:: Exercise instructions ::
a. In the article about the model Trident submarine protest, for how many hours did the submarine block the street outside the Scottish Parliament?
b. Rewrite the paragraph of the Trident submarine protest article that begins "At 10 a.m. on Thursday morning" in fewer words, keeping its main facts.
c. From the Trident submarine protest article, reproduce the text from "Protesters sub outside the Scottish Parliament - 38.4 kb" up to and including "traffic to pass.".

:: Extracted text ::
╭──

Scottish Police Dismantle Trident Submarine

Early on Friday morning officers of Lothian and Borders Police dismantled a large model Trident nuclear weapon submarine which had blocked the street outside the Scottish Parliament in Edinburgh for 14 hours as a challenge to the Parliament to take a stand against Britain’s weapons of mass destruction.

Protesters sub outside the Scottish Parliament - 38.4 kb

Protesters sub outside the Scottish Parliament

At 10 a.m. on Thursday morning the submarine approached the Parliament building and, as it crossed the Canongate, the peace activists on the inside, from Trident Ploughshares and the Theatre of War group, locked on to each other, using tubing and climbing clips. The 25 foot model straddled the busy thoroughfare, allowing only emergency vehicles and other essential traffic to pass.

The 15 people inside came from far and wide across the UK and included Trident Ploughshares pledger Rosie Kane, who is also an MSP. As soon as the news reached the inside of the building MSPs and researchers from three parties came out to give the campaigners their support, making impromptu speeches and chatting with the submariners at the portholes. MSP Carolyn Leckie was expelled from the debating chamber after refusing to give up a placard which explained that Rosie Kane was absent because she had discovered weapons of mass destruction. A parliamentary motion of support for the protesters was tabled.

Throughout the day activists on the outside of the model kept those inside informed of developments and handed in coffee, chips and pizza, as well as shortbread from inside the Parliament. The number of supporters gathered round the sub grew as the day went on and the news spread

For nearly eleven hours the police were content to take a low profile and indeed told the activists that they were not causing an obstruction, although they indicated that if the sub stayed in place it would become a problem. After a final warning at 9 p.m. the police moved the supporters away from the model, with the exception of two activists acting as legal observers. The police then began the task of disentangling the activists from the framework of the model. Due to equipment failure - the batteries ran out on their cutting machines - and an obvious lack of experience, it took them a total of three and a quarter hours to remove very simple lock-ons.

╰──

:: Listed records ::
╭──

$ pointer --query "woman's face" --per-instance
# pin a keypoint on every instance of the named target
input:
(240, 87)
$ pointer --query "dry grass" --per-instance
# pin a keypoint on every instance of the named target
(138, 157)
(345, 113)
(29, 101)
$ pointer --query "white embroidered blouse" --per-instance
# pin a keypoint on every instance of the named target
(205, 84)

╰──
╭──

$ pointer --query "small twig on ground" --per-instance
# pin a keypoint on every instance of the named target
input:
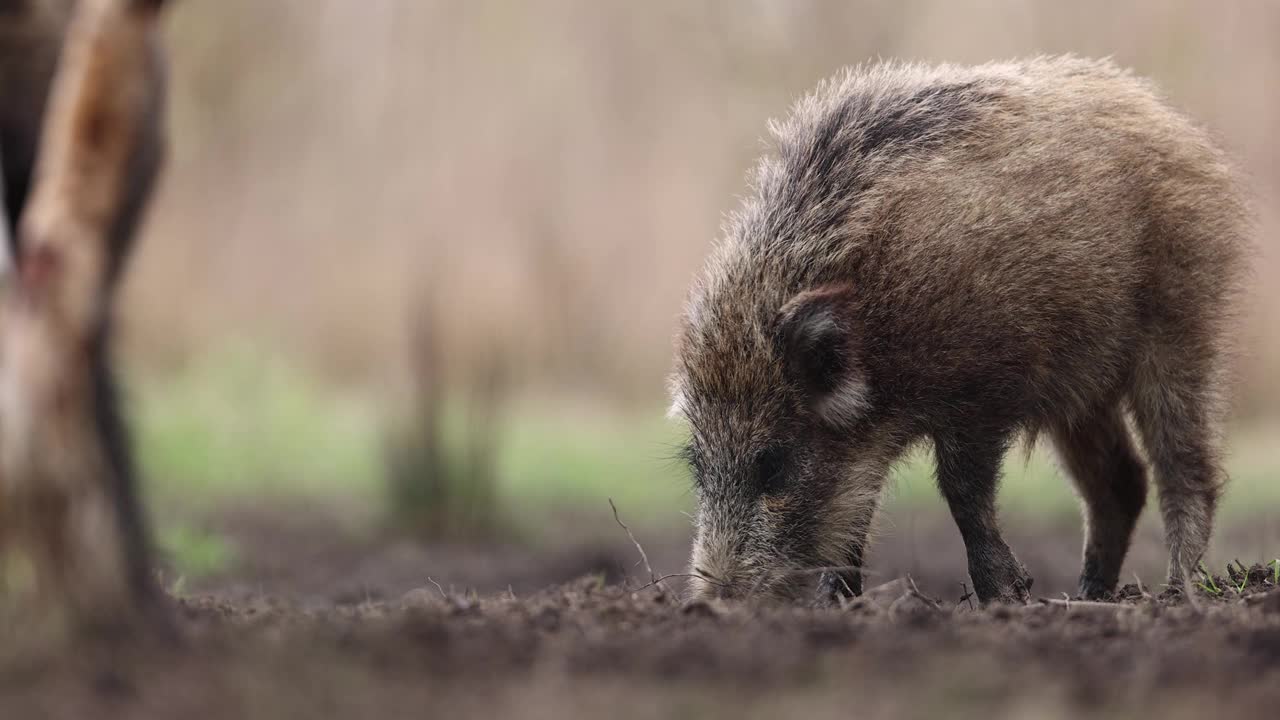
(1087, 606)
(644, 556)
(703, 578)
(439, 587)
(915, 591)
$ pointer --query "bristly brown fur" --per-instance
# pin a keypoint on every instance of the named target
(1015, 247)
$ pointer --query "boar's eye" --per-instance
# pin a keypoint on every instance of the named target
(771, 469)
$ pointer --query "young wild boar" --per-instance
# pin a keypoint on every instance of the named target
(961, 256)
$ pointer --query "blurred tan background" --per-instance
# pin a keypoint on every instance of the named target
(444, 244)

╰──
╭──

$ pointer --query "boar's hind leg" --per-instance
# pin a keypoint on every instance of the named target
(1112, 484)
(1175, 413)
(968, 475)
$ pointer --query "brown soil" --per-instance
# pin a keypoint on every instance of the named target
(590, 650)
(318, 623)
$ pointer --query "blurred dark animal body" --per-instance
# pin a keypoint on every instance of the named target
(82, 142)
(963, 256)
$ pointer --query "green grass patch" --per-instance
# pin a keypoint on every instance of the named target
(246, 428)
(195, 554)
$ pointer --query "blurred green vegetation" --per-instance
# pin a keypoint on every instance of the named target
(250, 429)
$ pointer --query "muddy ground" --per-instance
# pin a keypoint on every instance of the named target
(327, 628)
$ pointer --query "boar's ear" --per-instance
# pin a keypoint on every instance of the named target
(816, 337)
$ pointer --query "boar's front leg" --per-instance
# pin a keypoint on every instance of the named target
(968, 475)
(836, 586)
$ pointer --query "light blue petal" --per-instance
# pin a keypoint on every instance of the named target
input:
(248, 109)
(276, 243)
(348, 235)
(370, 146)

╰──

:: Answers for the tasks ::
a. 14 hours.

b. At 10 a.m. on Thursday, as the submarine crossed the Canongate toward the Parliament, the activists inside it, from Trident Ploughshares and the Theatre of War group, locked themselves to each other with tubing and climbing clips. The 25-foot model blocked the busy street, so only emergency vehicles and other essential traffic could pass.

c.
Protesters sub outside the Scottish Parliament - 38.4 kb

Protesters sub outside the Scottish Parliament

At 10 a.m. on Thursday morning the submarine approached the Parliament building and, as it crossed the Canongate, the peace activists on the inside, from Trident Ploughshares and the Theatre of War group, locked on to each other, using tubing and climbing clips. The 25 foot model straddled the busy thoroughfare, allowing only emergency vehicles and other essential traffic to pass.